**WHAT TO PRODUCE:** Rewrite every one of the records below, swapping "sketched" for "hand-drawn" and leaving everything else as it is.

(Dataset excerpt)
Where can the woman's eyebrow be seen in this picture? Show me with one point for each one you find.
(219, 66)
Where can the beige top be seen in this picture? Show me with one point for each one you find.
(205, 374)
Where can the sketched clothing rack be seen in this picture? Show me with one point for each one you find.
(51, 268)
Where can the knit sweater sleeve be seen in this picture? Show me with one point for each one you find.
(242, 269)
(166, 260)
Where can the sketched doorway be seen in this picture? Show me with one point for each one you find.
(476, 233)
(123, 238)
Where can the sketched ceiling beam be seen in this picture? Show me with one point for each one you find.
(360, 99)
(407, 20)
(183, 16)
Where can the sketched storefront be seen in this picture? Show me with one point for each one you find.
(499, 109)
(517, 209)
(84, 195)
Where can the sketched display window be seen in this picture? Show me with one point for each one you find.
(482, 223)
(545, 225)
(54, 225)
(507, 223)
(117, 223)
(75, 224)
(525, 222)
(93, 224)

**SOLUTION TO THIS PROBLEM:**
Where can the woman's eyebrow be seen in this picture? Show me with one point for each one you find.
(219, 66)
Where can the beige top be seen in this picture? Show me with one point for each one you find.
(205, 374)
Where can the hand-drawn clothing rack be seen in this picture? Show me with one point for each one you find.
(51, 268)
Where can the knit sweater sleeve be seen in this picture? Show me with one point for each one you find.
(242, 269)
(166, 260)
Where can the hand-drawn doorway be seen in this picture? Show me with one point for each one you find.
(476, 233)
(123, 238)
Where can the hand-drawn ceiling beam be seen in this picture? Show me with one point for each one you find.
(360, 99)
(407, 20)
(183, 16)
Where can the hand-drawn storefront be seen in this picture? Show me with one point for each one you find.
(499, 109)
(517, 209)
(84, 195)
Where can the hand-drawn display window be seen in this picture? Show me with one point for each one you find.
(482, 223)
(545, 225)
(54, 225)
(507, 223)
(117, 223)
(75, 224)
(525, 222)
(93, 224)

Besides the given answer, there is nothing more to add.